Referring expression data

>>>>>

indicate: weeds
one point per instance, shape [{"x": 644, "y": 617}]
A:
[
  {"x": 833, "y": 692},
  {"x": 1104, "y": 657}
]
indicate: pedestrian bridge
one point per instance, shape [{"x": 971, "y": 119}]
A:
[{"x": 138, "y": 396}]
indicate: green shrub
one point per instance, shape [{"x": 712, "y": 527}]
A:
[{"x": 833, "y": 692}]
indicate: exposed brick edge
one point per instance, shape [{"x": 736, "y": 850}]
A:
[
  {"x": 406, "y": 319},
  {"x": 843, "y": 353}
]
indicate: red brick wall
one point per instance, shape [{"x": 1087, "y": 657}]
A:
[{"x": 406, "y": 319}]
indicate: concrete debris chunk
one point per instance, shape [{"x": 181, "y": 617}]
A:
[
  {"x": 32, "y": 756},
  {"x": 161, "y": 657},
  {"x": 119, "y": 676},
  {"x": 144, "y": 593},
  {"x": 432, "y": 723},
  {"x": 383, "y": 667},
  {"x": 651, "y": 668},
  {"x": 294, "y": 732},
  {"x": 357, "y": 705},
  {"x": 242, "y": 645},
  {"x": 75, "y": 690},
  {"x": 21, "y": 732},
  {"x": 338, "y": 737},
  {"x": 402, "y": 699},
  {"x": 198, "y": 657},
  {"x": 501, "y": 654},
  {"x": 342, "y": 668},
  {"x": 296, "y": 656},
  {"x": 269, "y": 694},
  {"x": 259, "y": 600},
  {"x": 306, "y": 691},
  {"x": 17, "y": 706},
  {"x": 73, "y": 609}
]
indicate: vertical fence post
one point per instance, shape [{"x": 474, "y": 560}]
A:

<<<<<

Print every line you see above, exactly as written.

• **Response to this task**:
indicate: weeds
one point per instance, shape [{"x": 644, "y": 617}]
A:
[
  {"x": 833, "y": 692},
  {"x": 1104, "y": 657}
]
indicate: pedestrian bridge
one point per instance, shape [{"x": 971, "y": 119}]
A:
[{"x": 138, "y": 396}]
indicate: green shrub
one point per instance, shape [{"x": 712, "y": 527}]
A:
[{"x": 833, "y": 692}]
indicate: exposed brick edge
one point per instance, shape [{"x": 736, "y": 850}]
A:
[
  {"x": 406, "y": 319},
  {"x": 843, "y": 353}
]
indicate: red brick wall
one point per instance, shape [{"x": 1087, "y": 657}]
A:
[{"x": 406, "y": 319}]
indicate: concrete debris chunk
one point per instance, shape [{"x": 181, "y": 617}]
A:
[
  {"x": 32, "y": 756},
  {"x": 161, "y": 657},
  {"x": 119, "y": 676},
  {"x": 144, "y": 593},
  {"x": 432, "y": 723},
  {"x": 383, "y": 667},
  {"x": 651, "y": 668},
  {"x": 294, "y": 732},
  {"x": 357, "y": 705},
  {"x": 242, "y": 645},
  {"x": 75, "y": 690},
  {"x": 21, "y": 732},
  {"x": 338, "y": 737},
  {"x": 402, "y": 699},
  {"x": 198, "y": 657},
  {"x": 501, "y": 654},
  {"x": 342, "y": 668},
  {"x": 296, "y": 656},
  {"x": 269, "y": 694},
  {"x": 259, "y": 600},
  {"x": 306, "y": 691},
  {"x": 17, "y": 706},
  {"x": 73, "y": 609}
]
indicate: vertical fence post
one point per instance, shape [{"x": 474, "y": 560}]
A:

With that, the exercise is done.